- **Data lines**:
══════════

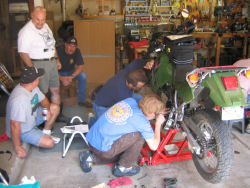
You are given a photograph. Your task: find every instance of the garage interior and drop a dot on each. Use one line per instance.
(106, 30)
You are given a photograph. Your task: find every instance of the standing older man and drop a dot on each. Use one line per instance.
(36, 46)
(24, 114)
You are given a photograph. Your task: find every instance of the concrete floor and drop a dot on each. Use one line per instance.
(53, 171)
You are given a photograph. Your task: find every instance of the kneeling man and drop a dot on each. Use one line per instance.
(119, 134)
(24, 113)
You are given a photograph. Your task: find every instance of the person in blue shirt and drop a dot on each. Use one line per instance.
(123, 85)
(119, 134)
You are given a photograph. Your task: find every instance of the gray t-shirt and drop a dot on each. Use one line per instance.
(22, 106)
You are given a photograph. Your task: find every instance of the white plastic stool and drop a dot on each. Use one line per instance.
(73, 130)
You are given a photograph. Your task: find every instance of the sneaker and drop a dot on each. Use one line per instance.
(120, 171)
(56, 139)
(85, 104)
(248, 128)
(62, 118)
(86, 161)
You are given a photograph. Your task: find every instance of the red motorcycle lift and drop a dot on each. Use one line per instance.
(161, 155)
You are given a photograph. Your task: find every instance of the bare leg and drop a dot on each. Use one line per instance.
(46, 142)
(55, 95)
(54, 110)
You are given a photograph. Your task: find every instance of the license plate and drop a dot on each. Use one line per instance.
(231, 113)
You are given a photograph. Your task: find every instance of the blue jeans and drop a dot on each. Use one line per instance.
(248, 102)
(81, 78)
(99, 110)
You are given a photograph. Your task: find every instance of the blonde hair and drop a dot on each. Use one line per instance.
(151, 104)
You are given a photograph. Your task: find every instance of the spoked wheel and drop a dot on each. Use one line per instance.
(214, 163)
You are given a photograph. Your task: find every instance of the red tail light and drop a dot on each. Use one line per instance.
(193, 78)
(247, 75)
(230, 82)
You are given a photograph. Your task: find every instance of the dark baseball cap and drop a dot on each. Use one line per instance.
(30, 74)
(71, 40)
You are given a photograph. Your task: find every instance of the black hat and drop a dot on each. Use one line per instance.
(71, 40)
(29, 74)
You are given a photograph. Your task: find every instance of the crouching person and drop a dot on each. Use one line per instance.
(119, 135)
(24, 113)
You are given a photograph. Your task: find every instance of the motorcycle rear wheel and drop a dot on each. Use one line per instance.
(216, 163)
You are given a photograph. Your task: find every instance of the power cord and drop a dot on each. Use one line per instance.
(8, 152)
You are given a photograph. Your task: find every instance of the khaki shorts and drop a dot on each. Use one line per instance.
(50, 79)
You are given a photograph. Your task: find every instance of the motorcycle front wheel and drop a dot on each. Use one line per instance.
(214, 164)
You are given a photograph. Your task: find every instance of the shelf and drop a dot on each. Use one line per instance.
(138, 15)
(105, 16)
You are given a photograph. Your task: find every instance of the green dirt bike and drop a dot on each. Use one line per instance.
(202, 101)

══════════

- **Your task**: Without including any pictures, print each record exactly.

- **Answer to the problem**:
You are given a photograph. Your task: find every instance of the garage interior and drop a dot on each. Use one line per instance.
(106, 30)
You are given a photograph. Your task: find every instance of the standing older man and drop a dot on each. Use one line per instance.
(36, 46)
(24, 114)
You are given a photograph. Your task: find every instance of the concrete floor and drop a dot on each. Use one line per instance.
(53, 171)
You are given a photograph. Your task: find every instance of the kneeling man and drop a dot on each. Use one line per instance.
(119, 134)
(24, 113)
You are given a photograph. Your task: find every instance of the person in blue shirt and drop a dot on each. Use one line per instance.
(123, 85)
(119, 134)
You are given a photograph. Your task: find every instance of the gray t-shirt and drop a dot on each. Use one line per instance.
(22, 106)
You are given a photograph. Your task: find every instance of the white plastic stool and drop a dot on each. Use one line per instance.
(73, 130)
You are given a photograph. Your task: find every instance of the sneaker and drop a dot on each. Use one line per instance.
(120, 171)
(56, 139)
(85, 104)
(248, 128)
(62, 118)
(86, 161)
You are given a photograph. Your task: find every instance of the red motorcycle lift and drop a dot on each. Use one line per instance.
(161, 155)
You are given a photograph. Your task: find every instance of the bare leg and drop a dot on each. Use one line per instance.
(46, 142)
(55, 95)
(54, 110)
You are given a photograph. Your task: find every instance of the license plate and drop a dot on each. Use one line per instance.
(231, 113)
You are given a photograph. Your task: find every instance of the blue jeans and drop a dot on each. Use one line per instance.
(248, 102)
(81, 78)
(99, 110)
You are given a photograph. Your task: find every instance of the blonde hair and drop a dot on each. Use one line per instance.
(151, 104)
You are given a photograph. Your task: find every instance of the spoked wheel and drop a dot on each. Use one line per instance.
(214, 163)
You are given a photograph. Your task: find every instance of the red tail light and drop a dot on each. Use one line per instance.
(193, 78)
(247, 75)
(230, 82)
You are given a photograph. Your task: find every instance of the dark baseball cap and drop a dot on each. Use one line per instance.
(30, 74)
(71, 40)
You are given a photograph. Your task: find every instance of the black hat and drop a dot on each. Use one line per instance.
(71, 40)
(29, 74)
You are given a photograph. Your task: find every instance of the crouching person and drop a dot on each. Use one line per instance.
(119, 135)
(24, 113)
You are given a photograph. Your task: find every instance of the motorcycle rear wheel and drop a dot on each. Use one line per instance.
(216, 163)
You are given a photograph. Your task: find every instance of the power cord and drop a dot on each. Use one line per instance.
(8, 152)
You are given a photograph. Your task: find every instance of the khaki shorts and drop a dot on each. Use one line per instance.
(50, 79)
You are given a photograph. Your task: find every instance of the motorcycle front wheel and drop a dot on each. Use one line per instance.
(214, 164)
You are given a photograph. Your task: find every instance of the shelf and drop a dot on each. Use one line per instance.
(138, 15)
(105, 16)
You are given a photograph. Your task: find every instance of the green dirt bike and drop a dot on each. Use one line per instance.
(202, 101)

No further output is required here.